• **DIRECTIONS FOR THIS TASK**
In the records below, find the line containing "Task: for the roadway count, mark the entrance"; give it again exactly, along with every line that follows, and nothing else.

▬▬▬▬▬▬

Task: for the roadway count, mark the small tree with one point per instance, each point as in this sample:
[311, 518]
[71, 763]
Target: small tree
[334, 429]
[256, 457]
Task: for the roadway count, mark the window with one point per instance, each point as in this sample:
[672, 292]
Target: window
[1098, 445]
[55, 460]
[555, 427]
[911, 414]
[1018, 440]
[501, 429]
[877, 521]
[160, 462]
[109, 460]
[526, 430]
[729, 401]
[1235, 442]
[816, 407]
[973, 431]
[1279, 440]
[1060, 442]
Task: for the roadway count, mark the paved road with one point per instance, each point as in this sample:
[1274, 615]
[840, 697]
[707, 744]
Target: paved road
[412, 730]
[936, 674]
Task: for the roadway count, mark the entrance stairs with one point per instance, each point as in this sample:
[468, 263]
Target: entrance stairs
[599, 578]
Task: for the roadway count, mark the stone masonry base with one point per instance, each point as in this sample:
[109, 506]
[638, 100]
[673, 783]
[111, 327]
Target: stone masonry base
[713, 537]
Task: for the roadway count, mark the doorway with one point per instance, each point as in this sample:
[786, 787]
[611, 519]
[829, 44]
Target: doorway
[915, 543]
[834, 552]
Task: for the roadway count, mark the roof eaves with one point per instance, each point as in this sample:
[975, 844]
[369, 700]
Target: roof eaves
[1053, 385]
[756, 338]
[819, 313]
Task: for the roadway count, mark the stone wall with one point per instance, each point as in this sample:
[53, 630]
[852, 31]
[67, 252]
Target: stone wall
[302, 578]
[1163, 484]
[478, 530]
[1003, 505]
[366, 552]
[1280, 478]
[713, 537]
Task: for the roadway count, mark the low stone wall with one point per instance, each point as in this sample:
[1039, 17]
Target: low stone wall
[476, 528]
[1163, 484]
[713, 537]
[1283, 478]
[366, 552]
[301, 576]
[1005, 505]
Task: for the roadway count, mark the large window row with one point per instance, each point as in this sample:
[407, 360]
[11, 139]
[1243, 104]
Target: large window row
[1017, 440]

▬▬▬▬▬▬

• **OUTPUT FOR THIS TASK**
Task: for the roadway count, mark the entrance stairs with one point per instance, each point as in this sample:
[468, 263]
Target: entrance stairs
[599, 578]
Task: for the roadway count, mark the stone masonry base with one point per instance, each point as in this sample:
[109, 506]
[638, 100]
[673, 783]
[111, 327]
Target: stone masonry base
[713, 537]
Task: for the roadway count, mark the doorway with one point per instance, each point as in this sample:
[786, 787]
[611, 519]
[829, 44]
Target: doorway
[915, 543]
[834, 552]
Task: for the roadway count, mark the roof eaves with one point per instance, each point as in this sample:
[975, 844]
[369, 700]
Target: roof eaves
[1053, 385]
[756, 338]
[819, 313]
Task: for the roadway count, mark the stone wall with one point per instance, each point as in this sample:
[53, 630]
[852, 31]
[67, 252]
Target: stone wall
[302, 578]
[1163, 484]
[478, 530]
[1003, 505]
[366, 552]
[1280, 478]
[713, 537]
Task: for the roadway count, mark the low stone wall with one point per instance, each point as in this sample:
[1039, 17]
Target: low stone wall
[476, 528]
[1163, 484]
[713, 537]
[1283, 478]
[366, 552]
[301, 576]
[1005, 505]
Task: for the roadway count, mark the large window row with one point per instance, each point as in this sample:
[407, 360]
[11, 139]
[1243, 104]
Target: large window row
[1017, 440]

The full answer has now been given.